Among the entries that follow, some lines contain the word "coordinates". Show all of them.

* Extracted records
.....

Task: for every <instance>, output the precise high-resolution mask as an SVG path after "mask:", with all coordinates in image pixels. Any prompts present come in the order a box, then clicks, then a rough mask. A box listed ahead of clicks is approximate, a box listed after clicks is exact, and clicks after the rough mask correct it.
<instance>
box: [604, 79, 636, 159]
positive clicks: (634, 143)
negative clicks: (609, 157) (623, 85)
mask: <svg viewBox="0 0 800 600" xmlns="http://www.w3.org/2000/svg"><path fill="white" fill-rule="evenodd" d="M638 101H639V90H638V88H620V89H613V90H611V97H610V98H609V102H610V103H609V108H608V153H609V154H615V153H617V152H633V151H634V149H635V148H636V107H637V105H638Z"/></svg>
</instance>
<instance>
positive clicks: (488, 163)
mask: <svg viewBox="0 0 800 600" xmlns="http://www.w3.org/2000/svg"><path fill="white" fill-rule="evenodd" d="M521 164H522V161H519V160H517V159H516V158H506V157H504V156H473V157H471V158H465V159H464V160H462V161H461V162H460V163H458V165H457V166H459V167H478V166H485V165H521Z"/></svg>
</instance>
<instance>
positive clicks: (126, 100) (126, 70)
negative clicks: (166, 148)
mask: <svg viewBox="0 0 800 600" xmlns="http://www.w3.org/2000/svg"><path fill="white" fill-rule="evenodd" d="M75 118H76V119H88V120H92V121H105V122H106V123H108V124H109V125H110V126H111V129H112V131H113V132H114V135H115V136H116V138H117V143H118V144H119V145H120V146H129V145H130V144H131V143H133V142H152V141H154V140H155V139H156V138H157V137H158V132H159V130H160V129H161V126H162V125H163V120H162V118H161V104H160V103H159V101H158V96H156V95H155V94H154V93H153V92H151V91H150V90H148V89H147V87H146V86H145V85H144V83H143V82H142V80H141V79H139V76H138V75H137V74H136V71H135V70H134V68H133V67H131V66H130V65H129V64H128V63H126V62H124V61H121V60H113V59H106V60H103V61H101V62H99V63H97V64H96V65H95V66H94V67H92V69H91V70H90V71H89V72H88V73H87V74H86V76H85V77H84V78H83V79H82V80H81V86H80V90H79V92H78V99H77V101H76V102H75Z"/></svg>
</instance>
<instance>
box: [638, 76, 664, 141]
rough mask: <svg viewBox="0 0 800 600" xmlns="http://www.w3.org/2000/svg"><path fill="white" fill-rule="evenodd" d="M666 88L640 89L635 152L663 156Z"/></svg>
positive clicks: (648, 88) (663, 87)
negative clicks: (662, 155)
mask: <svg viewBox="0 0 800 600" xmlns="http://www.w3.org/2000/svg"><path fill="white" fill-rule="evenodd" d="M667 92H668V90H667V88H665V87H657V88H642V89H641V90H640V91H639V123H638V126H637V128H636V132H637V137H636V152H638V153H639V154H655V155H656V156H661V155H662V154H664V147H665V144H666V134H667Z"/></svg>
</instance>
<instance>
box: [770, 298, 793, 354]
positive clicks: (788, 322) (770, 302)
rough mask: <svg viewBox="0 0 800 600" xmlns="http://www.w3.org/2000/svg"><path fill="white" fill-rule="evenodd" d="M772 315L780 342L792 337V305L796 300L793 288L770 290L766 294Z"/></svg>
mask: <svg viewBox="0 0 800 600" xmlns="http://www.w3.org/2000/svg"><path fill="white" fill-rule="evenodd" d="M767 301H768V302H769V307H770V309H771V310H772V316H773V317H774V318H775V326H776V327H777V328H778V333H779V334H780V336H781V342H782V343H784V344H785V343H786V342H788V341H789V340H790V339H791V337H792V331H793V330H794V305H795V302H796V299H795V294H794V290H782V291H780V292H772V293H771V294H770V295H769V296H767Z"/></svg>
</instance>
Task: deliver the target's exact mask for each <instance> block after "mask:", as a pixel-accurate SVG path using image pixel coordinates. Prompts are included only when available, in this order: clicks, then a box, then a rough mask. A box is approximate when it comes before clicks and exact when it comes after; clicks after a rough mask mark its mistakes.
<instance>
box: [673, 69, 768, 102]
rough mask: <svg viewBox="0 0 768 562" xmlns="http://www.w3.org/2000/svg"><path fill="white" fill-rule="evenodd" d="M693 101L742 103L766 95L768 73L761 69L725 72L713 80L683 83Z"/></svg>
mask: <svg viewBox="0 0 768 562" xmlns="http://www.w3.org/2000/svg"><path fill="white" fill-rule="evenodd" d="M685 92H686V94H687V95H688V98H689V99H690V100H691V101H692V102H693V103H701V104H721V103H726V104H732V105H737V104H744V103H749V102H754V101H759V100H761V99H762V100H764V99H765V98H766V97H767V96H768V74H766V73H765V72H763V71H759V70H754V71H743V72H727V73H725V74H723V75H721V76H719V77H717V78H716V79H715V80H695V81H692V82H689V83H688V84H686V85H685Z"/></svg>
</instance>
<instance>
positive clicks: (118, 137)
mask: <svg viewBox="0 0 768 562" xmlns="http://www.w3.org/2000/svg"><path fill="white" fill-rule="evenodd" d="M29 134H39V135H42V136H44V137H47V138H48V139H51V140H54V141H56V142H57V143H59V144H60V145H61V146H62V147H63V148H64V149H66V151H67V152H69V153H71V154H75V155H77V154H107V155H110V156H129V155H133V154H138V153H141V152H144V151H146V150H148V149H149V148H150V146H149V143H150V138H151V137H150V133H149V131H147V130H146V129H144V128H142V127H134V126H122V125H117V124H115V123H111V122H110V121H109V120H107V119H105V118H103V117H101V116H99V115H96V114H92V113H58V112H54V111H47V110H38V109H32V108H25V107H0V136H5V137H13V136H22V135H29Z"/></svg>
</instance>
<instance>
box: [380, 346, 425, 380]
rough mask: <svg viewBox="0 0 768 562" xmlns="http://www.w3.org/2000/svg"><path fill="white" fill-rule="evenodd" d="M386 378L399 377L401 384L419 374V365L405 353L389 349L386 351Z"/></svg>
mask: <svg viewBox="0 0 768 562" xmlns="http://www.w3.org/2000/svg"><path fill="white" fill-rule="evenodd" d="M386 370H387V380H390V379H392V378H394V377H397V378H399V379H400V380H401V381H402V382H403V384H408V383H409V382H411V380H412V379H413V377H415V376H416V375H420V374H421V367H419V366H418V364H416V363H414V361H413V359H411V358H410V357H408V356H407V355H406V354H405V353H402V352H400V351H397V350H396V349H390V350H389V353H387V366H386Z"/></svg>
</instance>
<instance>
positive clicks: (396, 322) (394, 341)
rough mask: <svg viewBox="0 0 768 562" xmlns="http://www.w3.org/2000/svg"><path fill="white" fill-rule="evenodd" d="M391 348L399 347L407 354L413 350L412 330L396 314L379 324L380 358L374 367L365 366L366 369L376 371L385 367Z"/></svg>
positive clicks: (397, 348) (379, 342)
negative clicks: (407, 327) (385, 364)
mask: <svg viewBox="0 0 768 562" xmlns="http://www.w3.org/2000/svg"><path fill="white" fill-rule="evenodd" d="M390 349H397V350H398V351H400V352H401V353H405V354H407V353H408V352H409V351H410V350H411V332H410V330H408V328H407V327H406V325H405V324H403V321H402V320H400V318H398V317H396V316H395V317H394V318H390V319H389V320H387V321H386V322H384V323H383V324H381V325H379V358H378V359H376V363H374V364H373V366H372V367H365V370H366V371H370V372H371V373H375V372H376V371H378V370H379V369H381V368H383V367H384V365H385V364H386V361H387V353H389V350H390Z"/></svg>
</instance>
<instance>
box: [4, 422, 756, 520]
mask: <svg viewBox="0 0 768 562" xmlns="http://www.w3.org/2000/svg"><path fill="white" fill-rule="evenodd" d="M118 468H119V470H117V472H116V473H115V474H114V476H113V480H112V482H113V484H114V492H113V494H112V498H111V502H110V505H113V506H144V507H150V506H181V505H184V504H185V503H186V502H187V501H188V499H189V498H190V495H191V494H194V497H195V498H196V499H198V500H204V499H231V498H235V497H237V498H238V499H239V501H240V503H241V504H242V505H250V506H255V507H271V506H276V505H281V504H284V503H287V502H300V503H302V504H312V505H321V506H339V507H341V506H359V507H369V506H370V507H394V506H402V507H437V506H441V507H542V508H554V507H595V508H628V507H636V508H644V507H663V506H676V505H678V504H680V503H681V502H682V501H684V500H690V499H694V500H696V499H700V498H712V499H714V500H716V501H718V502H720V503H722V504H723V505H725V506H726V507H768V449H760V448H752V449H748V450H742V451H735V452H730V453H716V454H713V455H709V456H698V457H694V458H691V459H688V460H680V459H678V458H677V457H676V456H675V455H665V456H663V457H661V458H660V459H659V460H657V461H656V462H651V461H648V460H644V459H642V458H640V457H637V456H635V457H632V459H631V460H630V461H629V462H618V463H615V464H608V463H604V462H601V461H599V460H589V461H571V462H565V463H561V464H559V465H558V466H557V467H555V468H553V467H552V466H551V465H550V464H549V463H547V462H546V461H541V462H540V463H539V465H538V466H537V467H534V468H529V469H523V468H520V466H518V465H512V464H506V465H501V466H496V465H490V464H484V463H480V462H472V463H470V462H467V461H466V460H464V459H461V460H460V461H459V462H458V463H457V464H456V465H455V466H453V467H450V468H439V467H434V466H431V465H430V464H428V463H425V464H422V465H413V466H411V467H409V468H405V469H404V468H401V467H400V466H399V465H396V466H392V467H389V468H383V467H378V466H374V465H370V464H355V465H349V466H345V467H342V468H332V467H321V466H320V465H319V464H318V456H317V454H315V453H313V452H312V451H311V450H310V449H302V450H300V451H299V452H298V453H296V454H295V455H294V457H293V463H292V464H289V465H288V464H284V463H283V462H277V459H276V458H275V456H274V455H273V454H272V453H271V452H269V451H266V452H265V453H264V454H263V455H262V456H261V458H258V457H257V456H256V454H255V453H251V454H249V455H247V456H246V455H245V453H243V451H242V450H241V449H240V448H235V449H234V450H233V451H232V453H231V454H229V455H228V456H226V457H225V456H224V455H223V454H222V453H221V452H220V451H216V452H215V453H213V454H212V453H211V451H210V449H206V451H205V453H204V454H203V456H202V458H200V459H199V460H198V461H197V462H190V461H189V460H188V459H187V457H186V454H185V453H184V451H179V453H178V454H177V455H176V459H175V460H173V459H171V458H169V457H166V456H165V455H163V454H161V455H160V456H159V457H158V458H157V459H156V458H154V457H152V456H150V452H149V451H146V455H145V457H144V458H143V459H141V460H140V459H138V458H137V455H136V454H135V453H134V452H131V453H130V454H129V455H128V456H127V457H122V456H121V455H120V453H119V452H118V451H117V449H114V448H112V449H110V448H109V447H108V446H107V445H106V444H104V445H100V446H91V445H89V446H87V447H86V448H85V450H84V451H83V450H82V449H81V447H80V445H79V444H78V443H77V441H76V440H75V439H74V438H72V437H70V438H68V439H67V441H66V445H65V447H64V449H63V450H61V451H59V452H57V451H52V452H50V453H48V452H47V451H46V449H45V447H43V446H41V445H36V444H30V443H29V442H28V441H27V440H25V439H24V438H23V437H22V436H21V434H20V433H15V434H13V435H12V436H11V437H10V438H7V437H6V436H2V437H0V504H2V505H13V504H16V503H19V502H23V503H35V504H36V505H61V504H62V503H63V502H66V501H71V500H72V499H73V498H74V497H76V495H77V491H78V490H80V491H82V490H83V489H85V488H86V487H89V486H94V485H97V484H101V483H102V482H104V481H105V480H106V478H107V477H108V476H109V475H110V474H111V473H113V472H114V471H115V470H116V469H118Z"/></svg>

.....

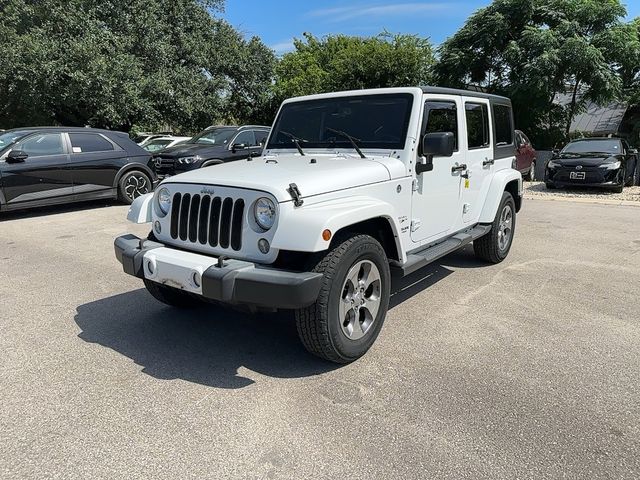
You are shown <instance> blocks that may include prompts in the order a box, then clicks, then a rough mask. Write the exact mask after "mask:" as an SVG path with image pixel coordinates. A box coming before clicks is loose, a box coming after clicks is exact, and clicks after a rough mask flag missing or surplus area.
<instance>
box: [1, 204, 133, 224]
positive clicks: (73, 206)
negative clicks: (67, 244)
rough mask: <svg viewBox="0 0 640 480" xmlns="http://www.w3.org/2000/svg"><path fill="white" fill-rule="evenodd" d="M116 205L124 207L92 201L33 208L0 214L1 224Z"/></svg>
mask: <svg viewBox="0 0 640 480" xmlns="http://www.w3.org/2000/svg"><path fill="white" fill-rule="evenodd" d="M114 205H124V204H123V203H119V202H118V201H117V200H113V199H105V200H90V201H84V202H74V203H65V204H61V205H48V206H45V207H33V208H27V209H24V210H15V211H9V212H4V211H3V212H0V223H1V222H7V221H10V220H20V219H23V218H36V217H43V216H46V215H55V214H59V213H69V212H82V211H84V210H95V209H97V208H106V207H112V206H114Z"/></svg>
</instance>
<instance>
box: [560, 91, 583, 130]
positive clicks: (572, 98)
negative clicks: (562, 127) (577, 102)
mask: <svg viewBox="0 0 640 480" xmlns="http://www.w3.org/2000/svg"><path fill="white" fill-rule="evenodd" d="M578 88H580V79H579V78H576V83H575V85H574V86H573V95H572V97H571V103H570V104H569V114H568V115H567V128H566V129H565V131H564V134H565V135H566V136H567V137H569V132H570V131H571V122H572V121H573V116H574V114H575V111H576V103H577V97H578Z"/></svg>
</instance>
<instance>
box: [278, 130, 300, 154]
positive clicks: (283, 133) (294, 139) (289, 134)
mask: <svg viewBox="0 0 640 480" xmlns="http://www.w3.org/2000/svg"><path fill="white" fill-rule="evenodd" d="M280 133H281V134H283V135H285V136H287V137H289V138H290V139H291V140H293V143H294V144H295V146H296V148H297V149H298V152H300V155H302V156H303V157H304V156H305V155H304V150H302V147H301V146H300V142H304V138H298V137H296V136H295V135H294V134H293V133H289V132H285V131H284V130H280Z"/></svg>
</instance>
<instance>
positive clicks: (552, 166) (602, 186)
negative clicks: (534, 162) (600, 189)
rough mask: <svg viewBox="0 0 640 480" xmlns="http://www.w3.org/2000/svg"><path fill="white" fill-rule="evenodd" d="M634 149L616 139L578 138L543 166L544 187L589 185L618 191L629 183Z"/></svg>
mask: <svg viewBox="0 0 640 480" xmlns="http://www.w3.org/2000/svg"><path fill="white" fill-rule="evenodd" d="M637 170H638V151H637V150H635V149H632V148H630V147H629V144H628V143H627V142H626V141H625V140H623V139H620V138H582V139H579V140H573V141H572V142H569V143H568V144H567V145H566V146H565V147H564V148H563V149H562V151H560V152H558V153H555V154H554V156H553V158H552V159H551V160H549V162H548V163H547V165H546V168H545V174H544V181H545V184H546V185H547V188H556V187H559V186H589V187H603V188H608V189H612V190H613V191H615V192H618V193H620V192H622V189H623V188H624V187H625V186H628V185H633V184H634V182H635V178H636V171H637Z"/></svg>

.....

* Response for this exercise
Task: for every <instance>, output the precise high-resolution mask as an SVG path after "mask:", with all coordinates in image pixels. Any prompts present come in the order a box, then clicks, then a rough mask. A box listed ahead of clicks is approximate, a box listed after clicks is exact, and clicks after the rough mask correct it.
Task: deliver the target's exact mask for each <instance> block after "mask:", as a pixel-accurate SVG path using image pixel coordinates. Prompts are included only when available, in this order: clicks, then a box, then a rough mask. A box is approximate when it comes before clicks and exact when it comes after; clicks after a rough mask mark its mistakes.
You are shown <instance> blocks that may include prompts in the order a box, then clicks, then a rough mask. Write the exact mask after "mask:" as an SVG path with image pixel coordinates. A box coming before clicks is loose, a box coming after clicks is exact, and clicks after a rough mask flag missing or surplus area.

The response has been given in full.